Sobre lo bello intransigente

Rocío García es una figura imprescindible del arte contemporáneo. La ubicamos cercana a las pulsiones de artistas como Antonia Eiriz y Francis Bacon, deudora de la estética del pop art y la nueva figuración, manando en cierta corriente dentro de la pintura enfocada en la autoconciencia del objeto artístico. La asumimos como parte de cierta voluntad reivindicativa, apremiante en Cuba a finales del siglo pasado. Y en todos esos escenarios la reducimos bruscamente.

Ella habita más allá de donde alcanzan los estereotipos. Es una mujer implacable. En su carácter se equilibran rudeza y dulzura con una elegancia sencillamente encantadora. Y su obra le es fiel. Tiene un espíritu desenfadado: no cree en opulencias, no practica la hipocresía, se arriesga constantemente en nombre de su verdad, lúcida y arriesgada, no teme a la belleza, ni cree en convencionalismos. Erótica por naturaleza, es sutil y poderosa. 

Pinta para sí, como resultado de un diálogo interno a través del cual pretende combatir sus propias incertidumbres, resolverse. La única nota invariable de su poética y su personalidad es la lucidez. Para Rocío no existen cortapisas o ardides, pues la verdad no necesita de afeites. De esta actitud se desprende un tipo de autoridad sin paralelos. Consecuente, su pintura es fluida y certera. 

El mayor mérito de su poética es lograr conservar la belleza por encima de todo contenido o esfuerzo expresivo: complacerse ante sus telas es desdoblarse, devenir cómplice. 

Más allá del erotismo y sus posibles connotaciones, su obra recaba en lo que la palabra libertad significa. Tras la desfachatez del cuerpo y la lucha sexual laten intensos dramas, gravitantes en torno a la represión de la identidad personal. El poder es un asunto implícito, que se debate mientras lo sacro languidece ante la primacía de lo profano, el honor deviene morbo, y el exhibicionismo expresa el miedo a la sinceridad pública y viceversa. Socavar algunos de los modelos conductuales dominantes en el ritual social vigente le permite deconstruir lo que paternalismo y condescendencia implican en nuestras circunstancias.

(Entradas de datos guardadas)
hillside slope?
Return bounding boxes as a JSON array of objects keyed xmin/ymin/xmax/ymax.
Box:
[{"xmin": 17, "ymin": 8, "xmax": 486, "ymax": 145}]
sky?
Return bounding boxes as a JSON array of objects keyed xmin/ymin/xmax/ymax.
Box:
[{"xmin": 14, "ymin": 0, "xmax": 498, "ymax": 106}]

» Tarea planteada A
Enumere las personas que el texto mostrado menciona por su nombre.
» Tarea planteada B
Reproduzca literalmente el fragmento del texto mostrado que va desde "Más allá del" hasta "en nuestras circunstancias.".

» Solución escrita A
Rocío García, Antonia Eiriz, Francis Bacon

» Solución escrita B
Más allá del erotismo y sus posibles connotaciones, su obra recaba en lo que la palabra libertad significa. Tras la desfachatez del cuerpo y la lucha sexual laten intensos dramas, gravitantes en torno a la represión de la identidad personal. El poder es un asunto implícito, que se debate mientras lo sacro languidece ante la primacía de lo profano, el honor deviene morbo, y el exhibicionismo expresa el miedo a la sinceridad pública y viceversa. Socavar algunos de los modelos conductuales dominantes en el ritual social vigente le permite deconstruir lo que paternalismo y condescendencia implican en nuestras circunstancias.